(LISTED RECORDS Opens)

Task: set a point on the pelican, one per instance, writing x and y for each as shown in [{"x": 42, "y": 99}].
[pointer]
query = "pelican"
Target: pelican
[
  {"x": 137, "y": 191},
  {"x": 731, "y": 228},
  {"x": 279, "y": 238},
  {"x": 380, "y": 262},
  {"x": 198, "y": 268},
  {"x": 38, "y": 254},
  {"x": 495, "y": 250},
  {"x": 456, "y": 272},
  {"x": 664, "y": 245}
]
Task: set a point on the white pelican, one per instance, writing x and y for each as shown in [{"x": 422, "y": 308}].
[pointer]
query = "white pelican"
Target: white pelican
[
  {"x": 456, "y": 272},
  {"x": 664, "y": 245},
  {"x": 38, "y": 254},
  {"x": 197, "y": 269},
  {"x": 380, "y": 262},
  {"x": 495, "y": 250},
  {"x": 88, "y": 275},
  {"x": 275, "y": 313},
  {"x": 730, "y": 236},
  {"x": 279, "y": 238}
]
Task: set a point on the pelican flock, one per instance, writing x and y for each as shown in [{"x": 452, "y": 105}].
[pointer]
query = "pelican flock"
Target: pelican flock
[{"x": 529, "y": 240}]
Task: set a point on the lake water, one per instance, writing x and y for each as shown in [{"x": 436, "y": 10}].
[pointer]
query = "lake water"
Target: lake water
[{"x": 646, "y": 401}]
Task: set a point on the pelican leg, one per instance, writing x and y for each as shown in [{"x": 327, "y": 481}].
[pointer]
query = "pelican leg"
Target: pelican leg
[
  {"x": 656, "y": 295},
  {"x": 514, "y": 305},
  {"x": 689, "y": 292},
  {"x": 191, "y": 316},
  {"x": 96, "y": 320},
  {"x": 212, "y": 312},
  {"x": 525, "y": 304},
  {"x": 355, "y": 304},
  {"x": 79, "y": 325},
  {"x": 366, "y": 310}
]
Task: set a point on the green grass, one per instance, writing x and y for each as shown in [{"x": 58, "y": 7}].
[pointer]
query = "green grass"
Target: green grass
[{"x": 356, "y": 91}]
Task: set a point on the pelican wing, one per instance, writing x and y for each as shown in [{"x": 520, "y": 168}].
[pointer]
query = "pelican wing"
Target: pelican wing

(LISTED RECORDS Closes)

§ WORK REQUEST: Every record above should be written out exactly.

§ WRITTEN ANSWER:
Task: set a point on the pelican, one per instance, writing x and y for each as shown in [{"x": 42, "y": 99}].
[pointer]
query = "pelican"
Target: pelican
[
  {"x": 137, "y": 191},
  {"x": 731, "y": 228},
  {"x": 279, "y": 238},
  {"x": 380, "y": 262},
  {"x": 198, "y": 268},
  {"x": 38, "y": 254},
  {"x": 495, "y": 250},
  {"x": 456, "y": 272},
  {"x": 664, "y": 245}
]
Task: set a point on the white pelican, one per instance, writing x and y for each as shown in [{"x": 422, "y": 308}].
[pointer]
query = "white pelican"
Target: white pelican
[
  {"x": 456, "y": 272},
  {"x": 664, "y": 245},
  {"x": 38, "y": 254},
  {"x": 197, "y": 269},
  {"x": 380, "y": 262},
  {"x": 495, "y": 250},
  {"x": 88, "y": 275},
  {"x": 275, "y": 313},
  {"x": 730, "y": 236},
  {"x": 279, "y": 238}
]
Task: set a point on the pelican flock, one per instance, writing x and y for each as shown in [{"x": 452, "y": 105}].
[pointer]
query = "pelican flock"
Target: pelican flock
[{"x": 529, "y": 240}]
Task: set a point on the lake water, one per instance, writing x and y for each as shown in [{"x": 436, "y": 10}].
[pointer]
query = "lake water"
Target: lake water
[{"x": 646, "y": 401}]
Task: set a point on the pelican leg, one per instance, writing x and y for each as shown in [{"x": 327, "y": 481}].
[pointer]
query = "pelican leg"
Target: pelican leg
[
  {"x": 656, "y": 295},
  {"x": 514, "y": 305},
  {"x": 689, "y": 292},
  {"x": 191, "y": 316},
  {"x": 96, "y": 320},
  {"x": 212, "y": 312},
  {"x": 525, "y": 304},
  {"x": 355, "y": 304},
  {"x": 79, "y": 325},
  {"x": 366, "y": 310}
]
Task: set a point on the green grass, one per instance, writing x and y for each as shown in [{"x": 58, "y": 7}].
[pointer]
query = "green grass"
Target: green grass
[{"x": 356, "y": 91}]
Task: set a point on the pelican wing, one per instance, writing x and y for each as shown in [{"x": 520, "y": 168}].
[pointer]
query = "pelican wing"
Target: pelican wing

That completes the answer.